BEGIN INFORMATION GIVEN
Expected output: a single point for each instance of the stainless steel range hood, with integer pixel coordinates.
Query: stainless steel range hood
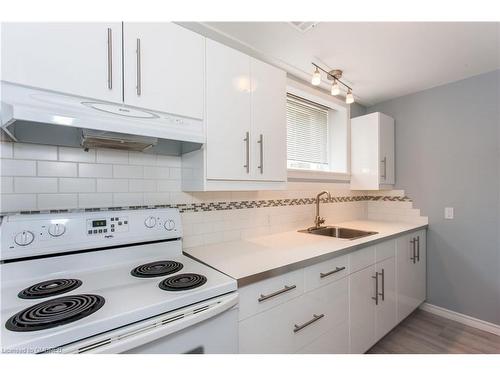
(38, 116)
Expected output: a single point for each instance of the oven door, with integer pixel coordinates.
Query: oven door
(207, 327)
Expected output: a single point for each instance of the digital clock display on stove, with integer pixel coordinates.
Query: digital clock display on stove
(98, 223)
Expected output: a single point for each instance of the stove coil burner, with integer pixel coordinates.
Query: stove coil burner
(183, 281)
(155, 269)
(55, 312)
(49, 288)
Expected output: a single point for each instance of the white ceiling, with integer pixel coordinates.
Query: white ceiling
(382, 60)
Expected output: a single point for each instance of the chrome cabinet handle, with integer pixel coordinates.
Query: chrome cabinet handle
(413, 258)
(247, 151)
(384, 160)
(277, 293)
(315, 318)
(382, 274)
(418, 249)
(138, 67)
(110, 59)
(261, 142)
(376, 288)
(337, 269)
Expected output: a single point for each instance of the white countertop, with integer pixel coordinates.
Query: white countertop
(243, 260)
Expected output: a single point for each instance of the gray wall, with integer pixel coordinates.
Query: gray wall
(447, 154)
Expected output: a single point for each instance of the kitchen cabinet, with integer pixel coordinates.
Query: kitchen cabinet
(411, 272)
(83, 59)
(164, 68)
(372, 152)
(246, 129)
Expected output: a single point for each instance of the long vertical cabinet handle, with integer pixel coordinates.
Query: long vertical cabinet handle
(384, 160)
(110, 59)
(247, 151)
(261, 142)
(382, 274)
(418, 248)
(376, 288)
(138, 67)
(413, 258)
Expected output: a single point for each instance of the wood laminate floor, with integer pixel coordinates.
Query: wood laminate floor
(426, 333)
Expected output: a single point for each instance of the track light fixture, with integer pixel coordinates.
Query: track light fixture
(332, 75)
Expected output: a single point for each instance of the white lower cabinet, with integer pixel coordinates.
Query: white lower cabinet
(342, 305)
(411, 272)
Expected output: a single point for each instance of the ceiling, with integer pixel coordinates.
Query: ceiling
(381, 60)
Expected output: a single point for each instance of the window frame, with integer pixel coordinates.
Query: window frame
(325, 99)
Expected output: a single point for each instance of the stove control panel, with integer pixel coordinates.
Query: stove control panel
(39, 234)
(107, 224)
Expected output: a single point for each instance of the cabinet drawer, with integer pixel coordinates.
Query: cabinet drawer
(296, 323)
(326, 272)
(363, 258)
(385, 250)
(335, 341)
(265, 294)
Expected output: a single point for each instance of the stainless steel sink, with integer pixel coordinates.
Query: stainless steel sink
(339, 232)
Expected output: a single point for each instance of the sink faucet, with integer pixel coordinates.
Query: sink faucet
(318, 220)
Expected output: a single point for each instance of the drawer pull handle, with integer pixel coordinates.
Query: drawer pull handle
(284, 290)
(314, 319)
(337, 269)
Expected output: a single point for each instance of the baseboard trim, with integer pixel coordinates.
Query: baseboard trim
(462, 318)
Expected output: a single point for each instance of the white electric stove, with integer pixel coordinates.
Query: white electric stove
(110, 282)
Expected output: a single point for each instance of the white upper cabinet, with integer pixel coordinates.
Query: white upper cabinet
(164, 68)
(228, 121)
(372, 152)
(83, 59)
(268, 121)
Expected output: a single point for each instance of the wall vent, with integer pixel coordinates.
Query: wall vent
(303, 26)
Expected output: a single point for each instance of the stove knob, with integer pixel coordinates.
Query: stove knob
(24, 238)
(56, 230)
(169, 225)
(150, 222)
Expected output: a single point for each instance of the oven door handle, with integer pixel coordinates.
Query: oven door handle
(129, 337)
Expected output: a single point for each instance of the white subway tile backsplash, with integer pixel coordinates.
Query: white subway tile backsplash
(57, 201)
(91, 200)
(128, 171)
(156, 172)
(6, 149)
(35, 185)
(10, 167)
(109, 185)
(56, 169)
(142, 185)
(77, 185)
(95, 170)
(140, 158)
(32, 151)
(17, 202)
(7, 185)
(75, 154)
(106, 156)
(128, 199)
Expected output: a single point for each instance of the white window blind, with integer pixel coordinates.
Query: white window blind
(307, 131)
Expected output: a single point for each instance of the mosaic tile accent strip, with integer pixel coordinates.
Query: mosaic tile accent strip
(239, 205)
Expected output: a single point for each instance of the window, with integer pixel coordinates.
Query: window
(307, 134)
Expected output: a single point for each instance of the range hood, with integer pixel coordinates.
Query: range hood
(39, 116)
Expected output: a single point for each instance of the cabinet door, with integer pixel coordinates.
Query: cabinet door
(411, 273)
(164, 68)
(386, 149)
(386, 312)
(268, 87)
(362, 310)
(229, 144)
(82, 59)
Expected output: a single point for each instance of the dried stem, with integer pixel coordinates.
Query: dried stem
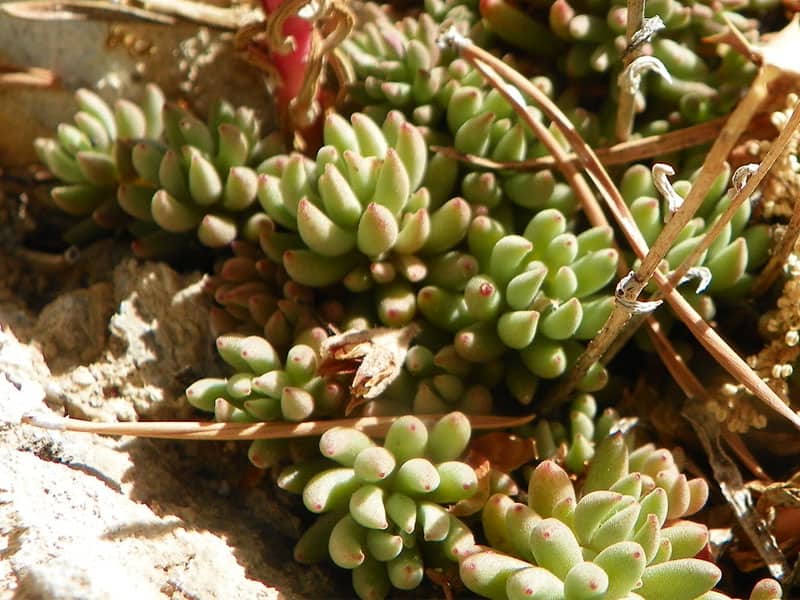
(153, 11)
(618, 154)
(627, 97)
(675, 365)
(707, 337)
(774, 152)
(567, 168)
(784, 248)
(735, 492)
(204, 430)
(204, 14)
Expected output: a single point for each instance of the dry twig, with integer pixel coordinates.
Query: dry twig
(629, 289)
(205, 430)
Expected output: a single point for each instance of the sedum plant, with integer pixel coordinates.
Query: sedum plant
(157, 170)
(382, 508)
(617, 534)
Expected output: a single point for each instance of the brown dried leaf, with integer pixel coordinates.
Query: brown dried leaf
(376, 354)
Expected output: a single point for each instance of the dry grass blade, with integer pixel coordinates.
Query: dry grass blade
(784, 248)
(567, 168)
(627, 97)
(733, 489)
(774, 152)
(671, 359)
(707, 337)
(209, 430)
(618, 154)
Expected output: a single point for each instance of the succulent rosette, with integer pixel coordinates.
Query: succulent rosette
END INFORMATION GIVEN
▶ _OBJECTIVE_: Give every line back word for word and leave the pictures out.

▶ _SOLUTION TO THE PROBLEM_:
Expected output: a single point for each instance of the stainless steel range hood, with integer pixel coordinates.
Query: stainless steel range hood
(38, 116)
Expected output: a single point for each instance of the oven door, with integer pixel coordinates.
Query: oven door
(207, 327)
Expected output: a single point for each instance of the digital clock display on stove, with integer pixel coordinates.
Query: digital clock display on stove
(98, 223)
Expected output: a single point for each instance of the stove coil burner, with integer pixel coordinates.
Query: stove coil burner
(183, 281)
(155, 269)
(55, 312)
(49, 288)
Expected output: a single point for each instance of the white ceiling, with integer pixel coordinates.
Query: white ceiling
(382, 60)
Expected output: a single point for each instance of the chrome cabinet handle, with integer pixel coordinates.
Query: chrome cabinet handle
(413, 258)
(247, 151)
(384, 160)
(277, 293)
(315, 318)
(382, 274)
(418, 249)
(138, 67)
(110, 59)
(261, 142)
(376, 288)
(337, 269)
Expected output: a single point for each instance of the white countertop, with integer pixel coordinates.
Query: white countertop
(243, 260)
Expected output: a single point for each instance of the gray wall, with integer pixel coordinates.
Query: gray wall
(447, 154)
Expected output: a single point for each instance of the kitchen cabinet, with integer pixel coordinates.
Query: kitchen cabinet
(411, 272)
(83, 59)
(164, 68)
(372, 152)
(246, 129)
Expected output: a single point for each instance of the long vertical cabinet handle, with integer pixel coordinates.
Query: long vertical cabinet handle
(384, 160)
(110, 59)
(247, 151)
(261, 142)
(382, 274)
(418, 248)
(376, 288)
(138, 67)
(413, 258)
Expected output: a single point for each instance of the wood laminate floor, with integer pixel coordinates.
Query: wood laminate floor
(426, 333)
Expected output: a single point for each instance of the track light fixture, with integer pixel coordinates.
Query: track light fixture
(332, 75)
Expected output: a single point for each instance of the white lower cabinet, with integer pixel coordinates.
Query: white lower cabinet
(342, 305)
(411, 272)
Expected output: a single point for each instance of the ceiling, with integer pixel coordinates.
Query: ceiling
(381, 60)
Expected output: a single point for each instance of the window frame, with integer pixel coordinates.
Query: window frame
(325, 99)
Expected output: a single point for each instance of the stove control panel, with integer pixel coordinates.
Query: stove control panel
(39, 234)
(107, 224)
Expected output: a single point for each instance of the cabinet drawer, with integer pixel coordinates.
Query: cabinet drawer
(296, 323)
(326, 272)
(363, 258)
(385, 250)
(335, 341)
(265, 294)
Expected output: a single point for each instance of the stainless steel sink, with integer pixel coordinates.
Query: stainless steel sink
(339, 232)
Expected output: a single point for each instance of the sink faucet, with integer pixel coordinates.
Query: sink faucet
(318, 220)
Expected output: a single point for each instance of the drawer pull handle, with integer pixel coordinates.
Query: drawer pull handle
(284, 290)
(314, 319)
(337, 269)
Expected output: a single point for each instance of the baseboard trim, with integer pixel coordinates.
Query: baseboard trim
(462, 318)
Expected output: a single point for each instance of the white electric stove, with integer pixel coordinates.
Query: white electric stove
(110, 282)
Expected output: a single point for each instance of the white upper cabinet, with integer pixel coordinates.
Query: white upper cabinet
(164, 68)
(228, 121)
(372, 152)
(83, 59)
(268, 121)
Expected output: a single point for each instance of the wall vent, with integer pixel coordinates.
Query: wall vent
(303, 26)
Expected output: a single point for each instance of the stove knob, with integer pixel coordinates.
Query: stove knob
(24, 238)
(56, 230)
(169, 225)
(150, 222)
Expected output: a single point for each instance of the oven door handle, with integer pixel coordinates.
Query: oven door handle
(129, 337)
Expected output: a single point for each instance of the white subway tile backsplash, with integer pixel coordinates.
Query: white subway tile backsplash
(57, 201)
(91, 200)
(128, 171)
(156, 172)
(6, 149)
(35, 185)
(10, 167)
(109, 185)
(56, 169)
(142, 185)
(77, 185)
(95, 170)
(140, 158)
(32, 151)
(17, 202)
(7, 185)
(75, 154)
(106, 156)
(128, 199)
Expected output: a single point for each instance of the white window blind, with integer pixel coordinates.
Query: white window blind
(307, 131)
Expected output: a single point for each instance of the mosaic tile accent strip, with integer pixel coordinates.
Query: mosaic tile accent strip
(239, 205)
Expected output: a single point for each instance of the window, with integer pixel coordinates.
Query: window
(307, 134)
Expected output: a single point for each instance of the range hood, with integer pixel coordinates.
Query: range hood
(39, 116)
Expected output: a single point for each instance of the cabinet door, with integer pixel coordinates.
Query: cabinet door
(411, 273)
(164, 68)
(386, 149)
(386, 312)
(268, 87)
(362, 310)
(229, 144)
(82, 59)
Expected output: a single point for each instance of the dried stem, with integer pixel coordinates.
Query: dried stem
(153, 11)
(618, 154)
(627, 97)
(675, 365)
(707, 337)
(774, 152)
(567, 168)
(784, 248)
(735, 492)
(204, 430)
(204, 14)
Expected output: a single point for each instance of the dry twig, with integer pixel coordinates.
Query: dry twig
(629, 289)
(205, 430)
Expected output: a single point for each instance of the sedum plant, with integer pixel coordinates.
Query: sedum plant
(157, 170)
(382, 508)
(617, 534)
Expected output: a single point for each instance of the brown dried leaf, with integer pixel coordinates.
Query: brown dried leaf
(376, 354)
Expected output: a single point for each instance of the dry grass blade, with integer pixel coordinates.
Query: dry grass blade
(784, 248)
(567, 168)
(627, 97)
(733, 489)
(774, 152)
(671, 359)
(707, 337)
(209, 430)
(618, 154)
Expected output: a single point for each instance of the succulent rosette, with integer pixel coordinates.
Query: succulent rosette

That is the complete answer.